>>>

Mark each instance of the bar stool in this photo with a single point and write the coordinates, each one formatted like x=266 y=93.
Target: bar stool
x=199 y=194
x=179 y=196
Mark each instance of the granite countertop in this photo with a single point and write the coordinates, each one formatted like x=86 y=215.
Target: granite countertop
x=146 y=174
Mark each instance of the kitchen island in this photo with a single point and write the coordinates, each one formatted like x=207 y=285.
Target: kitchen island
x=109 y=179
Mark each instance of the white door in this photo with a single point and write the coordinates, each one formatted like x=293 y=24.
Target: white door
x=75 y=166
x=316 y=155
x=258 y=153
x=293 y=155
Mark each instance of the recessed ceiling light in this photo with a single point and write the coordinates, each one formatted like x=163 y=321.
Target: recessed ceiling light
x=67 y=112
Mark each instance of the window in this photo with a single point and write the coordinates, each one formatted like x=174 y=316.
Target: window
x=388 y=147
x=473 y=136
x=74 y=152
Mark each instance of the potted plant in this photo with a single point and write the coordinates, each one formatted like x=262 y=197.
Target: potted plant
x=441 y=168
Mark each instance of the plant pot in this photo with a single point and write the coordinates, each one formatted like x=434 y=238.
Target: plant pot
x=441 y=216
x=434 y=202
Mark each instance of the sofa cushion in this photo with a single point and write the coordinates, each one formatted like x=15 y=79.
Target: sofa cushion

<<<

## EXERCISE PROMPT
Copy out the entries exactly. Begin at the first line and end with the line that has "Mark each instance of the white".

## REPLY
Mark each instance of the bar stool in this photo with a single point and write the coordinates, each one formatted like x=266 y=93.
Target: bar stool
x=199 y=194
x=179 y=196
Mark each instance of the granite countertop in this photo with a single point and write the coordinates, each one formatted like x=86 y=215.
Target: granite countertop
x=146 y=174
Mark each instance of the kitchen island in this photo with a single point and write the coordinates, each one formatted like x=207 y=285.
Target: kitchen island
x=109 y=179
Mark each instance of the white door in this photo with a single point and write the coordinates, each one formatted like x=293 y=24.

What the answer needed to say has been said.